抜粋 —

"""

2022年2月のロシア軍による軍事侵攻開始以降、戦時下のウクライナの人々の生活環境や健康を取り巻く状況の悪化が深刻に懸念されている。この状況を受け、東北大学災害科学国際研究所の藤井進准教授らの研究チームは、ウクライナ語で発信された約9,850万件のツイートを分析することで、戦禍にみまわれたウクライナの医療ニーズやメンタルヘルスに関する状況を把握する研究を実施した。
まず、侵攻後は、侵攻前と比べて、ウクライナ語で発信された1週間あたりの平均ツイート数が約3倍に増加し、そのうち医療やメンタルヘルス関連のキーワードを含むツイート数は約4.4倍に増加していた。
詳細にみると、“糖尿病薬”という語を含むツイートが、侵攻前と比較して侵攻後の急性期(2022年2月24日~3月23日)に43.18倍へ急増するなど、薬関連のキーワードが侵攻後のツイート増加率の一因となっていることを発見した。戦時下のウクライナにおいて、慢性疾患患者の医療不安や治療の需要が増加したことが推測される。
被災時に要配慮者となる“新生児”、“子供”、“高齢者”を含むツイートも、侵攻後は侵攻前より増加した(1.03~3.57倍)。“出産”を含むツイートも、侵攻後の亜急性期(2022年3月24日~6月15日の12週間)には侵攻前の8.08倍に達した。

"""

作業指示 —
a – ウクライナ語ツイートの研究に関する抜粋のうち、「2022年2月のロシア軍によ」を含む箇所から「侵攻前の8.08倍に達した。」までを書き直しなさい。その際、「ツイート」をすべて「投稿」に置き換えること。
b – ウクライナ語ツイートの研究に関する抜粋の最後の文に続けて、その先の文章を書きなさい。

学習資料 —
"""

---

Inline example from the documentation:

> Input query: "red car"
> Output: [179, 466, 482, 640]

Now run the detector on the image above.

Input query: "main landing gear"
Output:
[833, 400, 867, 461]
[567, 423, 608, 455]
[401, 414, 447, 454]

"""

演習の解答 —
a –
2022年2月のロシア軍による軍事侵攻開始以降、戦時下のウクライナの人々の生活環境や健康を取り巻く状況の悪化が深刻に懸念されている。この状況を受け、東北大学災害科学国際研究所の藤井進准教授らの研究チームは、ウクライナ語で発信された約9,850万件の投稿を分析することで、戦禍にみまわれたウクライナの医療ニーズやメンタルヘルスに関する状況を把握する研究を実施した。
まず、侵攻後は、侵攻前と比べて、ウクライナ語で発信された1週間あたりの平均投稿数が約3倍に増加し、そのうち医療やメンタルヘルス関連のキーワードを含む投稿数は約4.4倍に増加していた。
詳細にみると、“糖尿病薬”という語を含む投稿が、侵攻前と比較して侵攻後の急性期(2022年2月24日~3月23日)に43.18倍へ急増するなど、薬関連のキーワードが侵攻後の投稿増加率の一因となっていることを発見した。戦時下のウクライナにおいて、慢性疾患患者の医療不安や治療の需要が増加したことが推測される。
被災時に要配慮者となる“新生児”、“子供”、“高齢者”を含む投稿も、侵攻後は侵攻前より増加した(1.03~3.57倍)。“出産”を含む投稿も、侵攻後の亜急性期(2022年3月24日~6月15日の12週間)には侵攻前の8.08倍に達した。

b –
メンタルヘルスに関しては、心理的苦痛や不安の兆候を表現する際に用いられる用語を含むツイート数が侵攻後の急性期に急上昇したほか、侵攻が長引くにつれ、抑うつ状態やPTSR(心的外傷後ストレス反応)の兆候を表現する際に用いられる用語を含むツイートが増加していた。これらから、軍事侵攻によりウクライナの人々の精神面の不調増加が危惧される状況も示された。
本研究の知見は、今後の国際社会のウクライナ支援に役立てられることが期待される。あわせて、本研究のようなツイート分析は、戦禍や災害にみまわれた人々の心身の健康ニーズをリアルタイムに予測し、どのような支援が必要かを検討する際にも有効な手段となることが考えられるとしている。